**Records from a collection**

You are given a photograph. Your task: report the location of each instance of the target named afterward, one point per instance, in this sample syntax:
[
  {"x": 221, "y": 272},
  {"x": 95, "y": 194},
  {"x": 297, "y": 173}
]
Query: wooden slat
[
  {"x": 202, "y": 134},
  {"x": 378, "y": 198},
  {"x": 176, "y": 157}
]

**Your task**
Word for word, restate all of the records.

**Solution for this problem**
You are given a photograph. Your task: report the location of each instance of the target named afterward, one point per instance, in this sample syntax:
[
  {"x": 221, "y": 272},
  {"x": 95, "y": 194},
  {"x": 297, "y": 173}
]
Query: wooden slat
[
  {"x": 202, "y": 134},
  {"x": 378, "y": 198},
  {"x": 176, "y": 157}
]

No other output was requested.